## What the task asks
All entries that follow are to be printed exactly as written.

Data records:
# # #
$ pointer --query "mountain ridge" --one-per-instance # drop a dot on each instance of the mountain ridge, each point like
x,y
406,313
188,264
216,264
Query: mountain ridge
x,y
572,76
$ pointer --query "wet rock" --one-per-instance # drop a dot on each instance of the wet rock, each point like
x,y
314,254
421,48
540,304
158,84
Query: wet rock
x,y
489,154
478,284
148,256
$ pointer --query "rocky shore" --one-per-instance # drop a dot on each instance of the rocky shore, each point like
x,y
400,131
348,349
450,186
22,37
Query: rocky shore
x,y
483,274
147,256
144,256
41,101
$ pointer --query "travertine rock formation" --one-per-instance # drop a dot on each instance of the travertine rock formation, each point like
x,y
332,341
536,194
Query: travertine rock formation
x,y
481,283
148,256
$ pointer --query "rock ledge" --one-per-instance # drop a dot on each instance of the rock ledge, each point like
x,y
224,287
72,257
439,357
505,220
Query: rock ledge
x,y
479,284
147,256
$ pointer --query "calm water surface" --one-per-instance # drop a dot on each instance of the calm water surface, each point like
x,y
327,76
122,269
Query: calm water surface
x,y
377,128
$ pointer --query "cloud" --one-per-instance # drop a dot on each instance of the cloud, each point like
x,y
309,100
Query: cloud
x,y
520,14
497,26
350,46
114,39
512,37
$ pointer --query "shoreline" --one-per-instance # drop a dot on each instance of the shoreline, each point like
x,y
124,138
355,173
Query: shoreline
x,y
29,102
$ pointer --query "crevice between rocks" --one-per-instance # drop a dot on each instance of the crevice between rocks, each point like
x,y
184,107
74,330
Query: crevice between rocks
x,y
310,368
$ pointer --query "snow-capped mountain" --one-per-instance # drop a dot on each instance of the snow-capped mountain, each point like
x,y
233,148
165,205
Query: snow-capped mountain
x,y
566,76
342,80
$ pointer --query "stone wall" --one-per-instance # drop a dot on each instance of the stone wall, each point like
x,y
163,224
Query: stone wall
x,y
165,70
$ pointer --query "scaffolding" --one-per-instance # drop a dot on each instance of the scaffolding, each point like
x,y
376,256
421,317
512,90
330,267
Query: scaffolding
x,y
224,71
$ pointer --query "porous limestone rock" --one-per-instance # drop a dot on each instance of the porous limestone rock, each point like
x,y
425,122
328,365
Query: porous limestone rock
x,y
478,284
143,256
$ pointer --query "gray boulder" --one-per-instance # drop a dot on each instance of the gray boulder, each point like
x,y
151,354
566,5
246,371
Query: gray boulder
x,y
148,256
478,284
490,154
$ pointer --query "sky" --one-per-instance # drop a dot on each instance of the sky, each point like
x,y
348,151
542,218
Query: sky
# # #
## Exercise response
$ pointer --query "mountain ridge" --one-per-instance # drop a dot on each instance of the mountain ridge, each point like
x,y
406,313
188,264
216,264
Query: mountain ridge
x,y
572,76
$ pointer --query "wet rock" --one-per-instance # drop a dot on each instance of the wet rock, each point like
x,y
314,254
421,48
540,304
158,84
Query: wet rock
x,y
489,154
478,284
148,256
$ pointer --query "rocky shore" --one-per-instance # drop a dot on each instance of the rocky shore, each point like
x,y
400,131
348,349
450,186
22,37
Query: rocky shore
x,y
483,274
147,256
144,256
41,101
$ pointer --query "travertine rock formation" --one-per-instance # drop a dot on each instance of the travertine rock formation, each point like
x,y
332,341
536,194
Query: travertine rock formation
x,y
481,283
148,256
$ pointer --query "rock ledge" --one-per-instance # drop a dot on each instance of the rock ledge, each point like
x,y
224,287
72,257
439,357
505,220
Query: rock ledge
x,y
479,284
147,256
$ pointer --query "calm water surface" --one-per-instance # drop a dot on each instance of the calm water surface, each point like
x,y
327,76
122,269
Query: calm water surface
x,y
377,128
$ pointer --query "cloud" --one-per-instance # drop a dot on each instance of the cloud, each point like
x,y
309,100
Query: cloud
x,y
520,14
497,26
350,46
114,39
512,37
$ pointer --query "shoreline" --one-per-instance # drop a dot on each instance of the shoreline, each point like
x,y
124,138
355,173
Query: shoreline
x,y
29,102
$ pointer --query "crevice between rocks" --one-per-instance # drop a dot on each instance of the crevice between rocks, each point like
x,y
184,107
74,330
Query: crevice between rocks
x,y
310,368
$ pointer --query "snow-capped mountain" --one-per-instance # drop a dot on each instance of the snow-capped mountain, each point like
x,y
233,148
165,205
Query: snow-capped mountain
x,y
566,76
342,80
$ pointer --query "stone wall" --one-per-instance # drop a dot on each instance of the stone wall, each point like
x,y
163,224
Query: stone wall
x,y
165,70
$ pointer --query "scaffolding" --one-per-instance # drop a dot on each instance of the scaffolding, each point like
x,y
376,256
421,317
512,90
330,267
Query: scaffolding
x,y
224,71
$ pointer --query "porous limestone rock" --one-per-instance # drop a dot on each instance of the porous limestone rock, each point like
x,y
425,122
328,365
Query: porous limestone rock
x,y
478,284
143,256
$ pointer --query "gray boulder" --one-per-instance # drop a dot on each instance of the gray boulder, each point like
x,y
151,354
566,5
246,371
Query: gray boulder
x,y
148,256
478,284
490,154
$ pointer --query "sky" --one-per-instance # drop a dot on each instance of the sky, each point like
x,y
348,151
542,218
Query: sky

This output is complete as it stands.